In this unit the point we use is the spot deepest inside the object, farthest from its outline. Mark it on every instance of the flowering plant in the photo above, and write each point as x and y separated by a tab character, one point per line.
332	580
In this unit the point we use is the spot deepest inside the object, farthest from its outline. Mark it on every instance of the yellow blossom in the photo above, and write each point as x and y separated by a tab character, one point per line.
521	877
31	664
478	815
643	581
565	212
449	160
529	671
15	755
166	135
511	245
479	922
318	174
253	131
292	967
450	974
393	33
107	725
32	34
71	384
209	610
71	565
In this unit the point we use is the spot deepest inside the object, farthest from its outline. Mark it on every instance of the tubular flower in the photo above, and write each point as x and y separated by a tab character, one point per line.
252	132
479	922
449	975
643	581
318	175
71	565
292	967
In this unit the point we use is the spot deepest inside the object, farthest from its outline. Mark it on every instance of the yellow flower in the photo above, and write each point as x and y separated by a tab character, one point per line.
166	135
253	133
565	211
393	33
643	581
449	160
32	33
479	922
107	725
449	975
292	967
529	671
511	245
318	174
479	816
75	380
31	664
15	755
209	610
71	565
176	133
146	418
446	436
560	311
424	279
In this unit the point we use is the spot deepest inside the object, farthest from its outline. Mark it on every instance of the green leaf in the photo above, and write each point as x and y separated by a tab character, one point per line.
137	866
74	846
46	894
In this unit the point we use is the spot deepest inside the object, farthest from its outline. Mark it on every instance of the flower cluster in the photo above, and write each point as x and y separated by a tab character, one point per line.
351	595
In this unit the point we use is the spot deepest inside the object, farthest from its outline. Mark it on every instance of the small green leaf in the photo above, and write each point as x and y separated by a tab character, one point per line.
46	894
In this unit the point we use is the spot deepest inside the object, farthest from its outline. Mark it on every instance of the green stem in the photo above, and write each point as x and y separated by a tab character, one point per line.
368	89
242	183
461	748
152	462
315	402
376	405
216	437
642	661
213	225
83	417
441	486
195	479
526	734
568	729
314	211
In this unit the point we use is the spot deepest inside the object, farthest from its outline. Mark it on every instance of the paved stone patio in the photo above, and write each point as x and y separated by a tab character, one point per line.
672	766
==
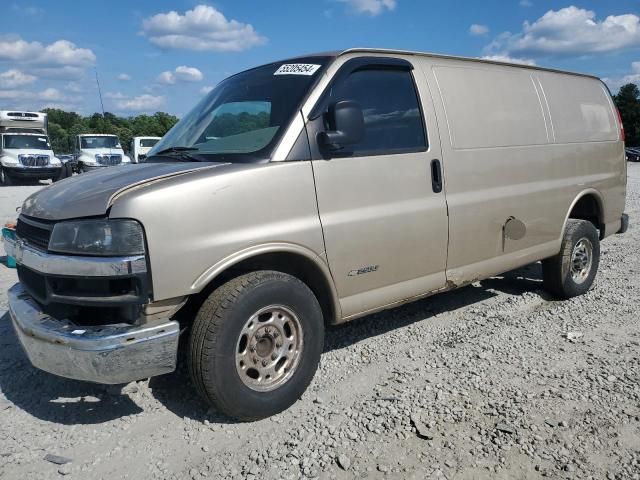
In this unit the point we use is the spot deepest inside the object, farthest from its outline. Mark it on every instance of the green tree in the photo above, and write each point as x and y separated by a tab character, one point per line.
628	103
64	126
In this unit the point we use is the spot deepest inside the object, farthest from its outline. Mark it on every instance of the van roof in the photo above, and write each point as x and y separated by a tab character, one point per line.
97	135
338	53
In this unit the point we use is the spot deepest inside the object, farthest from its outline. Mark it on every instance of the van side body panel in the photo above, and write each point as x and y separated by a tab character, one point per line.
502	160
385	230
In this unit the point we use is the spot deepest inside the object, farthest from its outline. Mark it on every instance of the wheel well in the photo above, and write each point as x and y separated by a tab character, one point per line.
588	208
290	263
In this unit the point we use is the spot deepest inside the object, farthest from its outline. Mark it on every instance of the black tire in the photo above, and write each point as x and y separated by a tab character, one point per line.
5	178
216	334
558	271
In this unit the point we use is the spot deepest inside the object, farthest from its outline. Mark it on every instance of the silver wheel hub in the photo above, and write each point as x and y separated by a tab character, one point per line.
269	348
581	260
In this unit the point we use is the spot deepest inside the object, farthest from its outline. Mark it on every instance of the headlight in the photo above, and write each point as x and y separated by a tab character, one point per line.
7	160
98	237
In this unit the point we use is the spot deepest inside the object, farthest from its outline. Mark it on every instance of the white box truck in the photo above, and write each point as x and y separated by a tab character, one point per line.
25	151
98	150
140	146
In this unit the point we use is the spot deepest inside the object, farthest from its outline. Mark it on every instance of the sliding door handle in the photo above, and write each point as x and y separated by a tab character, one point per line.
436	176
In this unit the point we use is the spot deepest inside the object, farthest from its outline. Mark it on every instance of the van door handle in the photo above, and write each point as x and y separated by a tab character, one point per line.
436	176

_Written exercise:_
Please gather every line of the items above that contains the string "sliding", and copy each one out. Case matters.

_Result of this task:_
In this unit the point we use is the spot deepest inside the object, farthest from its outline. Mark it on every instance of the sliding door handle in the photo above, and write each point as x and y separated by a tab character, one point per line.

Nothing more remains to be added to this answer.